TO DO
Pull out every line in the entries below that contains the word "front", and copy each one unchanged.
----------------
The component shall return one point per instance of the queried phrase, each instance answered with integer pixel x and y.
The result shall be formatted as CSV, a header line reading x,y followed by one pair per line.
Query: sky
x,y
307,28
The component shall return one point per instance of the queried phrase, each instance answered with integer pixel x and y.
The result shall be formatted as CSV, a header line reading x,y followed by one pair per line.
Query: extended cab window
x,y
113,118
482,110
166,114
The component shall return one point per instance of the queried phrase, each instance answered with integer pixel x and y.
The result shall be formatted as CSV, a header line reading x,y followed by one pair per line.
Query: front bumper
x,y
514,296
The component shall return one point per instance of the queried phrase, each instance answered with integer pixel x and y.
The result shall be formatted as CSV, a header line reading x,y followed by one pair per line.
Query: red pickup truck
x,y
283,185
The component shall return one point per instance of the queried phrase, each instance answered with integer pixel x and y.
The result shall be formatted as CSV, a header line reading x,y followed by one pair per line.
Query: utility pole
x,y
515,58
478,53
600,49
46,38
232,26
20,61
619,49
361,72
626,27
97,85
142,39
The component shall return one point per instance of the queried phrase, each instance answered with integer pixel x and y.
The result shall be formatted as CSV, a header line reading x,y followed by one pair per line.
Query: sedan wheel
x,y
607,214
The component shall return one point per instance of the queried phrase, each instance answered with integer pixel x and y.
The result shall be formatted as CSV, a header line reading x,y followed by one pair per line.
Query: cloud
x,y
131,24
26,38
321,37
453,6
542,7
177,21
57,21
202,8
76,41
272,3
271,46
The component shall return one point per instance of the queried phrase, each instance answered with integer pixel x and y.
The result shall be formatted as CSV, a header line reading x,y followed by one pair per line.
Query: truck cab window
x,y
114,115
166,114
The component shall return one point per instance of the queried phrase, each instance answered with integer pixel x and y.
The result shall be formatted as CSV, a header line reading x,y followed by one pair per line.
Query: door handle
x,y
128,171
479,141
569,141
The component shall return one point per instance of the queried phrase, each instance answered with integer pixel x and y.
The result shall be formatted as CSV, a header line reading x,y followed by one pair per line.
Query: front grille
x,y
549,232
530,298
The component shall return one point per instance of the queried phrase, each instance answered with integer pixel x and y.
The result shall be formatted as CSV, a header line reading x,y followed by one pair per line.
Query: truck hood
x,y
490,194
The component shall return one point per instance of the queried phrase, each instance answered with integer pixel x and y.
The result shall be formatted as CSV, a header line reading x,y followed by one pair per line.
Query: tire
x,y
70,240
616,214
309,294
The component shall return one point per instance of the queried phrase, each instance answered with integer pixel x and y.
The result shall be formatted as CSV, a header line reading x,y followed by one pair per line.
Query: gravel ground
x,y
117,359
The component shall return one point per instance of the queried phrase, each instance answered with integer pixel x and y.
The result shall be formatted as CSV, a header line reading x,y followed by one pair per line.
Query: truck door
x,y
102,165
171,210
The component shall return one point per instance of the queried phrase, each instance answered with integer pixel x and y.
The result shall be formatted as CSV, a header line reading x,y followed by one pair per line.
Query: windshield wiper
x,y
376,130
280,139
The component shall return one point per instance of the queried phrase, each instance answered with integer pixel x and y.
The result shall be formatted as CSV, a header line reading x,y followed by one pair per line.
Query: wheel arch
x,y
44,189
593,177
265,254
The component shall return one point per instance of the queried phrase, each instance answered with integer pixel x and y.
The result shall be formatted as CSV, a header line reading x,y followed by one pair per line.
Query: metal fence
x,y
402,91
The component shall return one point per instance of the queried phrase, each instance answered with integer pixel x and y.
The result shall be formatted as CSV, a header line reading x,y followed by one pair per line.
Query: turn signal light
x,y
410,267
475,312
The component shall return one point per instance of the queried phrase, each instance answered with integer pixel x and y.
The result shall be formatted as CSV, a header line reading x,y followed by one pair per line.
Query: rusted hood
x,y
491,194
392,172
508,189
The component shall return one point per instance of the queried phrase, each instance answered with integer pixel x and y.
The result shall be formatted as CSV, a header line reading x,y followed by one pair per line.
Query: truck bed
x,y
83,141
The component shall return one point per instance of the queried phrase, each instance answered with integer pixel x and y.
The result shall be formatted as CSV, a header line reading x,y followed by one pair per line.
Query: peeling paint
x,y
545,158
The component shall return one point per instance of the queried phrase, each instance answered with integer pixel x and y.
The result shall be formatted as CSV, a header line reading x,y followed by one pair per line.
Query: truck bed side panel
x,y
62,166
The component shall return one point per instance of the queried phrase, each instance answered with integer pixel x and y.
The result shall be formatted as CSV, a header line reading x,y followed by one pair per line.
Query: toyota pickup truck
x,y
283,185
----------------
ANSWER FOR THE TASK
Query: front bumper
Query: front grille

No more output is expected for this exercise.